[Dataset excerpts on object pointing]
########################################

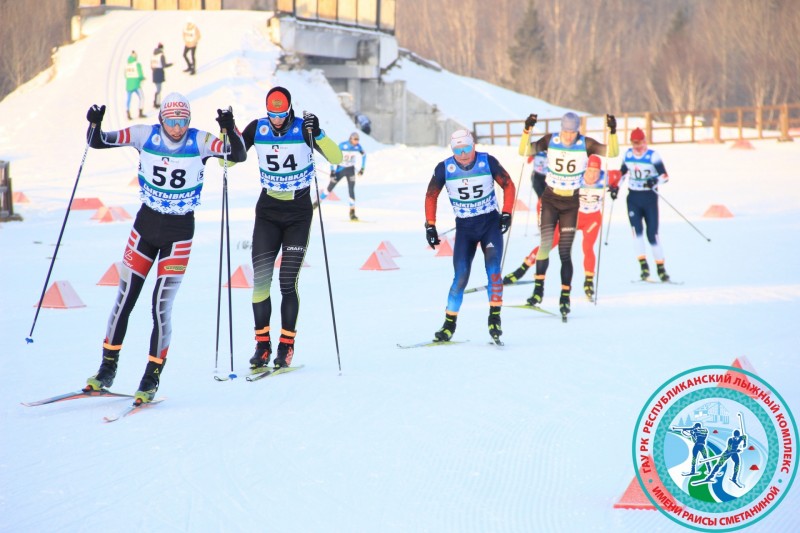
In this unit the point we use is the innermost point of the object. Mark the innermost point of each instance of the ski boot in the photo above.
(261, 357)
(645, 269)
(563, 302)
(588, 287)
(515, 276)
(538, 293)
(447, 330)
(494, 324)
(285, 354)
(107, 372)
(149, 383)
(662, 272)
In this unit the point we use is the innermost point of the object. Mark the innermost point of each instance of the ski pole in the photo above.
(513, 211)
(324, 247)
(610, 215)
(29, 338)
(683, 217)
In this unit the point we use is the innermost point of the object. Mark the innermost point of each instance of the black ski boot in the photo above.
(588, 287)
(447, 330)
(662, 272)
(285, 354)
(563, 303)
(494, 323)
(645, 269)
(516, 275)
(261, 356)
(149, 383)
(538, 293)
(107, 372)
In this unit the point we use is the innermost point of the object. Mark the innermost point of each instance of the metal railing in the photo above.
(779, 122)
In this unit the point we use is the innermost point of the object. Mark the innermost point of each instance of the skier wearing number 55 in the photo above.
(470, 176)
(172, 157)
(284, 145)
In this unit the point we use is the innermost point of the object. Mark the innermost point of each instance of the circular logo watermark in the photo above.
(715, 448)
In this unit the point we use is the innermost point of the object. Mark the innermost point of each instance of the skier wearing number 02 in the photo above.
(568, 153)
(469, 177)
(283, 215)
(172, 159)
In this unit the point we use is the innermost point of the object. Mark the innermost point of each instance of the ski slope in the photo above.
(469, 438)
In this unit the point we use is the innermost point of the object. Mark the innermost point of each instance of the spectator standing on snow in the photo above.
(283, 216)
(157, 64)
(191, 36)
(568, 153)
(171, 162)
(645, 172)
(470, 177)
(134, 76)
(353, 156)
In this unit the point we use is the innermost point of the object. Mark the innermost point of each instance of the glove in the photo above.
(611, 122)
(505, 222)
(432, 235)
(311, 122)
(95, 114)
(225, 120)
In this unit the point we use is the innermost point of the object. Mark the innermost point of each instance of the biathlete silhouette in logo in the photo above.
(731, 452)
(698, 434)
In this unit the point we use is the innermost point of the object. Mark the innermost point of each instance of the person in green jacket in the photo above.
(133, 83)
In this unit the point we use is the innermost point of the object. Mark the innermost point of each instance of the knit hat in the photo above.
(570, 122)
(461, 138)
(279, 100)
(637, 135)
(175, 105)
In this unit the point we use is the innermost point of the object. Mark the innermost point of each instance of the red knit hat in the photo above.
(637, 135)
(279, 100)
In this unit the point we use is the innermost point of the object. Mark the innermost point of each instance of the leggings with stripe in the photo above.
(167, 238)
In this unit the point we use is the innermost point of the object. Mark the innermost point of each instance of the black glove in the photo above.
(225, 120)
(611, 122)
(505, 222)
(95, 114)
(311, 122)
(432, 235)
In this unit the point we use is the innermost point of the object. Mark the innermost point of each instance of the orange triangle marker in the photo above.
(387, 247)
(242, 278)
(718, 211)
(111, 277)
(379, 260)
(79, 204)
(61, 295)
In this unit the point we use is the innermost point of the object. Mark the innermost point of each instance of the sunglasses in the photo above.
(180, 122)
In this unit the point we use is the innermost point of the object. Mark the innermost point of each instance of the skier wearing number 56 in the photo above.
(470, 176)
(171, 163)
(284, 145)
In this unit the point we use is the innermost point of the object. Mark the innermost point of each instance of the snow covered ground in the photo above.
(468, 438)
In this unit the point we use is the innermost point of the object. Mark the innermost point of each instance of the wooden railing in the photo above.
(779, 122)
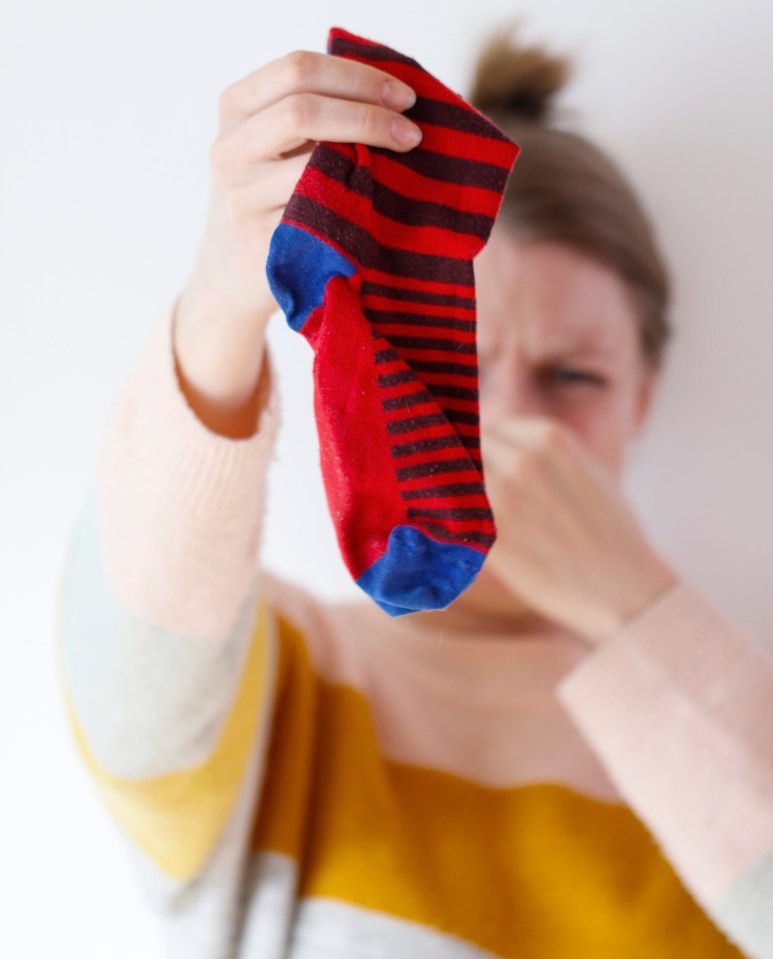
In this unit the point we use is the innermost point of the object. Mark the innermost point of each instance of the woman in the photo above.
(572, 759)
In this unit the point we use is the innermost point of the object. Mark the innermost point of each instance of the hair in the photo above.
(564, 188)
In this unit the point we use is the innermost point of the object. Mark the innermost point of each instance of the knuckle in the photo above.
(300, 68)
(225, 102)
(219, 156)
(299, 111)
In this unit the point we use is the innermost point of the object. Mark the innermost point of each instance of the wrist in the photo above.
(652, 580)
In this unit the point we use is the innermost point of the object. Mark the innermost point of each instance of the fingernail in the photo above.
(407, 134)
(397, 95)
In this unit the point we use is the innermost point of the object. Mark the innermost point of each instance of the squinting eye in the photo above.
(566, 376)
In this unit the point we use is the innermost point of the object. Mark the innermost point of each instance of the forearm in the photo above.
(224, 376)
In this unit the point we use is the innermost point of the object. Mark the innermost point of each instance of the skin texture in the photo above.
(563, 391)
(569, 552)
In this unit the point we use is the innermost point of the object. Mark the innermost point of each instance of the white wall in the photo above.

########################################

Copy all of the records above word for word, leaving out the pictures.

In this unit the point we use is the innermost point of the object. Mark the innermost point of each instance of the ski boot in the photo above.
(261, 357)
(645, 269)
(563, 302)
(588, 287)
(515, 276)
(538, 293)
(447, 330)
(494, 324)
(285, 354)
(107, 372)
(149, 383)
(662, 272)
In this unit the point we use is the innermost point of the object. Mark the innermost point of each instance of the ski pole in the photo above.
(513, 211)
(324, 247)
(610, 215)
(29, 338)
(683, 217)
In this unit the point we use is the innermost point of the object. Mark the innermost point of each instance of the black ski boot in the photo above.
(588, 287)
(447, 330)
(662, 272)
(285, 354)
(563, 303)
(494, 323)
(645, 269)
(516, 275)
(261, 356)
(149, 383)
(538, 293)
(107, 372)
In this unit the point we use is the innermost point of the object. Mark the innermost point of each instance of the metal railing in the photo above.
(779, 122)
In this unit the point we use is the innermost point of the object. Mark the innermost point of each instance of the skier wearing number 55 in the photo above.
(470, 176)
(172, 157)
(284, 145)
In this unit the point we use is the innermost point of the object. Mark the innermost point of each instance of the circular logo watermark in the photo above.
(715, 448)
In this unit the point we use is the innermost point of the object. Mark the innermost point of each instance of the skier wearing number 02 in the photo above.
(568, 153)
(469, 177)
(283, 215)
(172, 159)
In this unit the point we use is the innermost point of the object. Mark the innermost point of each instance of the ski slope in the photo above.
(469, 438)
In this unit the point we use is the innermost point of the object. Mark the innermost point of each instance of the spectator standing on snow in the photo above.
(283, 216)
(157, 64)
(191, 36)
(568, 153)
(171, 162)
(645, 172)
(470, 177)
(134, 76)
(353, 156)
In this unit the point we use is the innermost point of the object. Mark the innermost point of each instance of the glove in the photo above.
(611, 122)
(505, 222)
(432, 235)
(311, 122)
(95, 114)
(225, 120)
In this unit the point we use is the innermost point of the object. Mark the innermost point of each instance of the biathlete silhouette in logo in the photo above.
(731, 452)
(698, 434)
In this unit the point we use is the innermost point of the object. Mark the innermost point of each instance of the person in green jacket in the photo above.
(133, 83)
In this unit the point we use is the innermost point of the object. Mark the innermost point of each instance of the knit hat in the photo above.
(570, 122)
(461, 138)
(279, 100)
(637, 135)
(175, 105)
In this unit the point we use is the innermost point of the object. Mark the innermost point of each instance of the red knit hat in the photo above.
(637, 135)
(279, 100)
In this unit the point we use is the innermost point of the object. Mark the innermost point of each instance of the leggings with stripe in the photo above.
(167, 238)
In this unit the point we use is the innermost point of the object. Mark the innermost point of each instance of the black glove in the photo above.
(225, 120)
(611, 122)
(505, 222)
(95, 114)
(311, 122)
(432, 235)
In this unit the point we use is the innermost point of the object. Mark the innermost point of each instance of the orange triangle marker in the photo above.
(387, 247)
(242, 278)
(718, 211)
(111, 277)
(379, 260)
(79, 204)
(61, 295)
In this unit the point we use is the innermost point of the object. Mark the innermost point of each instance of the sunglasses in the photo above.
(180, 122)
In this unit the point we use is the innermost point of the object. Mark the innermost point of each instance of the skier wearing number 56 in the photo above.
(470, 176)
(171, 163)
(284, 145)
In this unit the point we use is the innermost point of the object. Mark the innermost point of each instance of the snow covered ground in the photo above.
(468, 438)
In this unit the point we use is the innermost point of the object. Mark the innermost point of each instance of the wooden railing in the photo above.
(779, 122)
In this unit the point we use is the innermost point of the object. Mark the innermost point of each instance of the woman in the photo above.
(572, 759)
In this unit the point we use is the innermost point of the object. Mark the innermost point of each instance of the hair in the photo above.
(564, 188)
In this unit the point we use is the innermost point of the object. Mark the innermost point of each instance of the knuckle in the photo above.
(300, 68)
(225, 102)
(219, 156)
(299, 111)
In this unit the point we use is the innermost point of the object. Mark the innermost point of each instance of the wrist in the photo above.
(652, 580)
In this unit the point we use is the innermost point of the object. Mark the innermost point of each instance of the fingernail in the photo above.
(407, 134)
(397, 95)
In this unit the point we use is the innermost point of the object. Mark the innermost point of each instance of the squinting eye in the photo above.
(566, 376)
In this unit the point we use is the innermost point of the object. Mark the innermost point of each instance of the forearm in the photo above.
(224, 376)
In this unit the point we use is the innermost point of the object. Mark the innermost point of each instance of the skin texture in the photo above.
(563, 391)
(569, 552)
In this unit the point we use is the innermost point of the object. Mark the innermost point of each instance of the white wall in the photo above.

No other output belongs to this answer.